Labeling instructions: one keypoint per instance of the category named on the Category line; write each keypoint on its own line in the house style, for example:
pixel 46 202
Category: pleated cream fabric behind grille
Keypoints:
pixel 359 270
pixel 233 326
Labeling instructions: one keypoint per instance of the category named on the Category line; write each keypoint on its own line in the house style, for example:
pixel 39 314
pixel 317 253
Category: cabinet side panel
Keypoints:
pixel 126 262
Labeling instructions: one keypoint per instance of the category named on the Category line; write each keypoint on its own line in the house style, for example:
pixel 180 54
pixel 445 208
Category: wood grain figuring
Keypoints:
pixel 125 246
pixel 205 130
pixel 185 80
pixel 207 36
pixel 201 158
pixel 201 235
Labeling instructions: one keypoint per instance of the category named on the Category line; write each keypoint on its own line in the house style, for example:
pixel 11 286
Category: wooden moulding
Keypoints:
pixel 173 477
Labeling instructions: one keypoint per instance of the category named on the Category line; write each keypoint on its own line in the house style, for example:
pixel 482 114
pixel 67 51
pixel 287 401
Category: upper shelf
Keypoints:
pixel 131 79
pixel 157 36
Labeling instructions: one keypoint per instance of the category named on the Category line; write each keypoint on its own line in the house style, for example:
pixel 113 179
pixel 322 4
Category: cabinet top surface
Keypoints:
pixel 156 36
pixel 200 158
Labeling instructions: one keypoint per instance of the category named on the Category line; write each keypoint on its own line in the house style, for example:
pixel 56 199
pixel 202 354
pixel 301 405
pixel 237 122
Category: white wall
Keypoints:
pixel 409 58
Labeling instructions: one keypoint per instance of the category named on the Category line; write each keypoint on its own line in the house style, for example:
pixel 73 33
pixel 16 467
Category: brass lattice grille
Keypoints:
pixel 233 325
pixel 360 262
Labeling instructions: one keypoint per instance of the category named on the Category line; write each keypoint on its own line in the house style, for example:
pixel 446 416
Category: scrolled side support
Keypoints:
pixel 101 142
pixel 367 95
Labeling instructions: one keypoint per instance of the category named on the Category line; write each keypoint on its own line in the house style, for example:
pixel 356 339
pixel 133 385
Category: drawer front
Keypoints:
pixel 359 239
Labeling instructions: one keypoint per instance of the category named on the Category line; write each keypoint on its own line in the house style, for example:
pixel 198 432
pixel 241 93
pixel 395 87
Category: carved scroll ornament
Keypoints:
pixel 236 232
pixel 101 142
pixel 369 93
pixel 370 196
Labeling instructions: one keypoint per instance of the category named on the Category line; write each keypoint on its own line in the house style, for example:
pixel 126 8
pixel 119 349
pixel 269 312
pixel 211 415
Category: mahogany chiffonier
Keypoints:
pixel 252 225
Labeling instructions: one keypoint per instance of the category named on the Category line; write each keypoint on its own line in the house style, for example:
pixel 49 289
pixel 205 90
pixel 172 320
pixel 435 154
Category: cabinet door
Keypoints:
────
• **What is needed**: Please copy all of the data above word for word, line by line, with nothing changed.

• **Result for this task**:
Labeling instructions: one keypoint per instance of the category named on the Category line; write each keypoint on its own line in the house style, for example:
pixel 46 202
Category: pleated cream fabric behind grille
Keypoints:
pixel 359 270
pixel 233 326
Labeling instructions: one keypoint per instance of the category named on the Category line; write each keypoint on its own line in the house style, for example:
pixel 39 314
pixel 317 253
Category: cabinet side panel
Keypoints:
pixel 126 262
Labeling instructions: one keypoint per instance of the category named on the Category line; write each keypoint on its own line in the house style, for example:
pixel 180 54
pixel 445 208
Category: wood grain figuring
Keypoints:
pixel 125 246
pixel 205 130
pixel 185 80
pixel 207 36
pixel 201 158
pixel 201 235
Labeling instructions: one keypoint per instance of the category named on the Category line; write each keypoint on its own line in the house style, for example:
pixel 11 286
Category: wooden moulding
Keypoints:
pixel 173 477
Labeling instructions: one keypoint per instance of the category named on the Category line; write each keypoint on its own line in the house style, for example:
pixel 482 114
pixel 67 51
pixel 287 401
Category: upper shelf
Keypoints:
pixel 131 79
pixel 157 36
Labeling instructions: one keypoint per instance of the category named on the Category line; write each keypoint on its own line in the house style, for example:
pixel 113 179
pixel 322 4
Category: cabinet top surface
Keypoints:
pixel 156 36
pixel 200 158
Labeling instructions: one keypoint per instance of the category named on the Category line; write each keypoint on its own line in the house style, for example:
pixel 56 199
pixel 202 354
pixel 301 405
pixel 237 122
Category: white wall
Keypoints:
pixel 409 58
Labeling instructions: one keypoint per instance of the category named on the Category line; write each keypoint on its own line in the house style, for example:
pixel 73 33
pixel 16 467
Category: brass lattice grille
Keypoints:
pixel 233 325
pixel 360 262
Labeling instructions: one keypoint per instance of the category named on the Category line; write each keypoint on its own line in the house style, for example:
pixel 446 416
Category: scrolled side support
Keypoints:
pixel 101 142
pixel 367 95
Labeling instructions: one keypoint per instance of the category named on the Category line; write each keypoint on its own line in the house style, for example:
pixel 356 339
pixel 133 385
Category: drawer front
Keypoints:
pixel 359 239
Labeling instructions: one keypoint per instance of the category named on the Category line; write each keypoint on its own line in the house style, for example:
pixel 198 432
pixel 241 93
pixel 395 87
Category: carved scroll ornament
Keypoints:
pixel 236 232
pixel 101 142
pixel 369 93
pixel 370 196
Labeling instructions: one keypoint per instance of the category named on the Category line; write each keypoint on its own line in the house style, for example:
pixel 126 8
pixel 119 349
pixel 269 312
pixel 211 415
Category: mahogany chiffonier
Keypoints:
pixel 252 225
Labeling instructions: one keypoint per instance of the category named on the Category line; write each keypoint on its own line in the house style, for example:
pixel 49 289
pixel 205 90
pixel 172 320
pixel 435 154
Category: cabinet door
Keypoints:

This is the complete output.